*TASK GOAL*
Retype the data in its entirety, with no word changed.

--*--

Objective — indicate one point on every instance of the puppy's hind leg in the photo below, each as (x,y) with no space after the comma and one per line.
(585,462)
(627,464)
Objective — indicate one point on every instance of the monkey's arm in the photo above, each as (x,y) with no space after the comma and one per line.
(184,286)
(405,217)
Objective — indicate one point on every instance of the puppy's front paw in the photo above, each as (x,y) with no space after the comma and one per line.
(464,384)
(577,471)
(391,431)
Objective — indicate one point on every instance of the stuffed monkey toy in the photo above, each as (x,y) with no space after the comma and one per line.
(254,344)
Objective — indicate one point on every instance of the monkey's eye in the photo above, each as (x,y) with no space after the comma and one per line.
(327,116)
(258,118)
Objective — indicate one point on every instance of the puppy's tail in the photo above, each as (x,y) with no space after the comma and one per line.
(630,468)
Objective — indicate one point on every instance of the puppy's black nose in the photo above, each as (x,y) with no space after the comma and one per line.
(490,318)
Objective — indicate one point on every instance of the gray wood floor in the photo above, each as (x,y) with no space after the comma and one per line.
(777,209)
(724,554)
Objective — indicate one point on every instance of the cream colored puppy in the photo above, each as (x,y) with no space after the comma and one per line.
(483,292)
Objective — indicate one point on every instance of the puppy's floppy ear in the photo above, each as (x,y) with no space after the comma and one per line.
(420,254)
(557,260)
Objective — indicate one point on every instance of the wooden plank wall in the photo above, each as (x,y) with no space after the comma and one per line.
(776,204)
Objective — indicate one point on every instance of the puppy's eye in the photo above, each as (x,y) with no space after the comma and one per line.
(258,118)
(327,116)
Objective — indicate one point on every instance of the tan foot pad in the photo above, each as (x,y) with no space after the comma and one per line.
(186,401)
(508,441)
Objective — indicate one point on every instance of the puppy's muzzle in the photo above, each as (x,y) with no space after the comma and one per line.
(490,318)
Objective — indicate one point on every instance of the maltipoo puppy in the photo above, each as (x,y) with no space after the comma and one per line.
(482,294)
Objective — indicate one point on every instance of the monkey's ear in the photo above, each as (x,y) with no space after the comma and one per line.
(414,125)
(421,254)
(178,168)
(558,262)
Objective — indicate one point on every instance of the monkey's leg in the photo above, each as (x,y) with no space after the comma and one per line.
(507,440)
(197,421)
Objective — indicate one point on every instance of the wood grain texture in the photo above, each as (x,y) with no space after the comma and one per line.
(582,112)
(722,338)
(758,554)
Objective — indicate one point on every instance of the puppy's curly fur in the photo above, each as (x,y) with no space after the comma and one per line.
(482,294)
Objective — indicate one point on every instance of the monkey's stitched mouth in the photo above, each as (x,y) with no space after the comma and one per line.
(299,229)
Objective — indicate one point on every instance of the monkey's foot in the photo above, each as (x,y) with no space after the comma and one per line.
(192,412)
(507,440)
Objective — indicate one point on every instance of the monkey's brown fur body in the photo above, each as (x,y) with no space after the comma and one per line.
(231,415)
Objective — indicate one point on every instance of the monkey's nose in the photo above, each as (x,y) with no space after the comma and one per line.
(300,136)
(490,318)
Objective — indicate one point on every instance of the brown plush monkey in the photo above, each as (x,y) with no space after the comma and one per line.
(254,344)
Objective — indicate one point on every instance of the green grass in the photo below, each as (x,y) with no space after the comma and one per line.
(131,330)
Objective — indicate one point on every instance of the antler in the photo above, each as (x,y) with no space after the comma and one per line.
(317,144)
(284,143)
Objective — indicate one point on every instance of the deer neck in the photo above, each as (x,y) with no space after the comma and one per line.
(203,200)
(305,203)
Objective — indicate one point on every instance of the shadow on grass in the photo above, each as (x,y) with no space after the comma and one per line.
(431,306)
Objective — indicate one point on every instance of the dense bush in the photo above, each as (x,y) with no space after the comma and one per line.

--*--

*EXERCISE OUTPUT*
Objective — indicate one point on every instance of the puppy's hind leg in the photo below, each as (x,y) with no space after the comma and one per line.
(585,462)
(627,464)
Objective — indicate one point on every instance of the monkey's arm in the photo above, each as (x,y) with no space after the comma and one per line.
(184,286)
(405,217)
Objective — indicate one point on every instance of the puppy's front paw in the photo above, each as (x,y) with no space after the comma and one per line.
(464,384)
(577,471)
(391,431)
Objective — indicate one point on every instance of the stuffed monkey toy in the photo above, each as (x,y) with no space after the comma and one per line.
(254,344)
Objective — indicate one point on every instance of the monkey's eye in the photo above, each as (x,y) with no space after the comma and one per line.
(327,116)
(258,118)
Objective — indicate one point on every instance of the puppy's tail in the photo above, each as (x,y) with no space after the comma and one per line.
(630,468)
Objective — indicate one point on every instance of the puppy's black nose in the photo above, each as (x,y) with no space after the comma and one per line.
(490,318)
Objective — indicate one point on every instance of the gray wood floor in the photo above, each as (x,y) with no space after the comma and one per line.
(777,209)
(724,554)
Objective — indicate one point on every instance of the cream colored puppy in the photo above, each as (x,y) with no space after the comma and one per line.
(483,292)
Objective — indicate one point on every instance of the puppy's floppy ear in the photo above, each as (x,y) with no space after the comma and one per line.
(420,254)
(557,260)
Objective — indicate one point on every instance of the wooden plank wall in the photo above, each as (x,y) with no space after the comma and one per line.
(776,204)
Objective — indicate one point on every instance of the puppy's eye in the photo above, each as (x,y) with no space after the comma and one per line.
(258,118)
(327,116)
Objective — indicate one point on every instance of the tan foot pad in the photo above, each as (x,y) with no space after the comma and one per line.
(186,401)
(508,441)
Objective — indicate one point on every instance of the puppy's muzzle in the photo above, each as (x,y) with no space after the comma and one per line.
(490,318)
Objective — indicate one point on every instance of the maltipoo puppy in the photo above, each as (x,y) with no space after the comma and one per line.
(482,294)
Objective — indicate one point on every instance of the monkey's ear in the photo above, each as (x,y) with no space after the comma and one per line.
(414,125)
(421,254)
(178,168)
(558,262)
Objective — indicate one point on every instance of the monkey's leg in the photo above, each as (x,y) with no space after the comma and one per line.
(507,440)
(197,421)
Objective — indicate one point on every instance of the wood grain texture in the photo above, each as (x,y) with no space after the comma and one per line.
(582,112)
(722,338)
(758,554)
Objective — indicate one point on every instance of the puppy's curly fur in the photo above, each as (x,y) with no space after the comma and one per line.
(482,294)
Objective — indicate one point on every instance of the monkey's stitched mouth in the photo above, each as (x,y) with no space after the comma and one per line.
(299,229)
Objective — indicate one point on every instance of the monkey's foot in the photo above, each as (x,y) with no space after the comma and one per line.
(192,412)
(507,440)
Objective — indicate one point on every instance of the monkey's brown fur body in the photo above, each as (x,y) with no space after the comma and one per line.
(231,415)
Objective — indicate one point on every instance of the monkey's nose in the photo above, each as (x,y) with no space after the comma and one per line.
(300,136)
(490,318)
Objective — indicate one point on every instance of the brown plush monkey in the photo above, each as (x,y) with no space after the comma and one per line.
(254,344)
Objective — indicate one point on every instance of the green grass in the photo below, each as (x,y) with no space after the comma and one per line.
(131,330)
Objective — indicate one point on every instance of the antler in the photo above, each as (x,y) with no space after the comma and one per line.
(317,144)
(284,143)
Objective — indicate one point on every instance of the deer neck in the photo above, each as (x,y) with no space after the comma and one per line.
(203,200)
(305,203)
Objective — indicate one point on every instance of the shadow on grass in the photo above, each as (x,y) with no space after the comma and one per line.
(431,306)
Objective — indicate one point on every instance of the dense bush in the photo above, each as (x,y) with no space after the comma and one per line.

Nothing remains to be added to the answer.